===== DOCUMENT EXTRACT
This girl still sleeps like a newborn {most nights}. She is like clockwork, every 3 hours in the middle of the night. Occasionally I get a good night where she sleeps from 7:00 PM to 5:00 AM, but a bad night is always soon to follow. I keep reminding myself that Savannah didn't sleep good for 2 years, so I could have another year+ of this. Sigh.
Bina is starting to really show her personality...which scares me a tiny bit. She is mischievous like Devin, and no matter how many times you tell her to not touch...she still goes for cords, stairs, and tries to stand in the tub.

We love our spunky, chunky girl. I couldn't believe when I left the Dr. I said see you at her 1st birthday. It has gone by so quickly.

Wednesday, April 3, 2013

wordless wednesday: easter hangover.



After a morning of chocolate, running around, and hunting...this boy was exhausted. We sat down in church, and before it even started, he was out.

Tuesday, April 2, 2013

easter highlights.

We went to the neighborhood flashlight egg hunt. It was a total blast, and such a fun idea. The babies stayed home to sleep, and I just took Savannah. I was glad that a couple of ladies take on the task of organizing this for everyone, it will be something we will look forward to doing every year.
==========
-- WHAT IS NEEDED --
Continue the family blog text above, starting after its final sentence about the neighborhood flashlight egg hunt.
===== DATA EXCERPTS
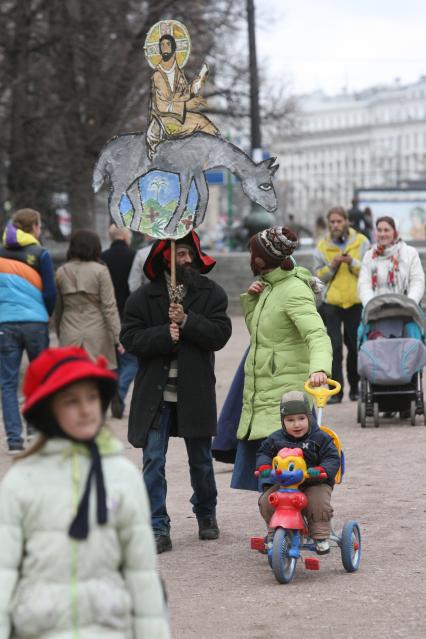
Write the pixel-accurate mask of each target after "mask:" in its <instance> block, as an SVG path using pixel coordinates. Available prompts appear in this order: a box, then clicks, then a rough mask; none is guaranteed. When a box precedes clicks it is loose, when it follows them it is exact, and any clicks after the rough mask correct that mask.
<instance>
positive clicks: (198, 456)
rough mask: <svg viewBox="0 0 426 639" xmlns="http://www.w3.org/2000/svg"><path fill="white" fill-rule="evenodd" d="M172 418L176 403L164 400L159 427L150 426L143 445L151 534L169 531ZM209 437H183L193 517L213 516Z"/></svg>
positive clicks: (145, 477)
==========
-- REPLY --
I decided to add some fun traditions to our Easter celebrations. We planted the jelly beans and watched them grow into lollipops Easter morning. It was a hit with the kids, and I think that silly bunny will try some different candy next year to throw them off a little.
The bunny also left a surprise for the kids in the toilet. Savannah was completely grossed out, but Devin thought it was hilarious. That right there is the difference between a toddler boy and an 8 year old girl.
We mixed things up with our hunt. A long time ago one of my coworkers did a string maze for her kid to find the contents of the Easter basket. I finally have a couple of kids that are old enough for this, and we went for it. I'll be honest, Devin got distracted...and had a hard time. He wanted to do it, but we would still be waiting today if we let him continue winding up that string. Savannah proclaimed this to be the best Easter ever...so I think we did a good job. Although I did forget a huge bag of goodies that I had hiding, and Paul told me I stunk at this gig. We surprised the kids later with that later, and just told them it was from us.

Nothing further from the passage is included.